TEXTE PRÉSENTÉ:
--------

Les investisseurs ont largement ignoré les autres préoccupations, qu'il s'agisse des poches d'instabilité dans les banques régionales américaines ou de la morosité de l'économie chinoise.

Néanmoins, certains indicateurs lancent un avertissement. L'indice hebdomadaire de force relative (RSI) du S&P 500 - qui mesure si les actions sont surachetées ou survendues - a grimpé à un peu plus de 76, un niveau qu'il a rarement dépassé depuis 2000, selon les données de Miller Tabak.

Les deux dernières fois où l'indice a dépassé ces niveaux, des ventes massives ont suivi : une chute de 10 % du S&P 500 en janvier 2018 et un plongeon de 30 % lorsque le COVID-19 est apparu après que l'indice a dépassé ce niveau en janvier 2020.

"Rien de tout cela ne signifie que nous sommes en présence d'un sommet majeur à long terme", a déclaré Matt Maley, stratège en chef du marché chez Miller Tabak. "Cependant, cela m'indique que nous sommes mûrs pour un repli important".

L'optimisme croissant des investisseurs a également suscité des inquiétudes. Le pourcentage d'investisseurs exprimant une opinion optimiste sur les perspectives à six mois des actions est passé à 51,7 % dans la dernière enquête hebdomadaire de l'American Association of Individual Investors, ce qui représente seulement la quatrième fois que le niveau d'optimisme a dépassé 50 % au cours des trois dernières années.

Un optimisme élevé est souvent considéré comme un indicateur contrarien, car il signifie que la barre des bonnes surprises est élevée.

"La toile de fond actuelle rend le marché vulnérable à un retournement à la baisse", a déclaré Kevin Gordon, stratégiste d'investissement senior chez Charles Schwab.

L'histoire montre que la progression actuelle est peut-être prête pour une pause. Le S&P 500 a effacé les pertes du précédent marché baissier en atteignant un niveau record le 19 janvier et a progressé d'environ 7 % depuis lors.

Cette progression s'inscrit dans le droit fil des reprises antérieures, lorsque les actions ont continué à grimper après avoir atteint de nouveaux sommets. Toutefois, ces mouvements ont été suivis par des baisses d'au moins 5 % les 12 fois où une telle situation s'est produite, a déclaré Sam Stovall, stratège en chef de la CFRA.

--------

LIGNES FOURNIES:

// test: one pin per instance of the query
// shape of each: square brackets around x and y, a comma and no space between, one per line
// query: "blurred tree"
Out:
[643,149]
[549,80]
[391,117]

--------

CONSIGNE 1: Citez l'article sur la Bourse à partir de « L'optimisme croissant des » jusqu'à « trois dernières années. » inclus.
CONSIGNE 2: D'après l'article sur la Bourse, à quel niveau est monté l'indice hebdomadaire de force relative (RSI) du S&P 500 ?

CORRIGÉ 1:
L'optimisme croissant des investisseurs a également suscité des inquiétudes. Le pourcentage d'investisseurs exprimant une opinion optimiste sur les perspectives à six mois des actions est passé à 51,7 % dans la dernière enquête hebdomadaire de l'American Association of Individual Investors, ce qui représente seulement la quatrième fois que le niveau d'optimisme a dépassé 50 % au cours des trois dernières années.

CORRIGÉ 2: À un peu plus de 76.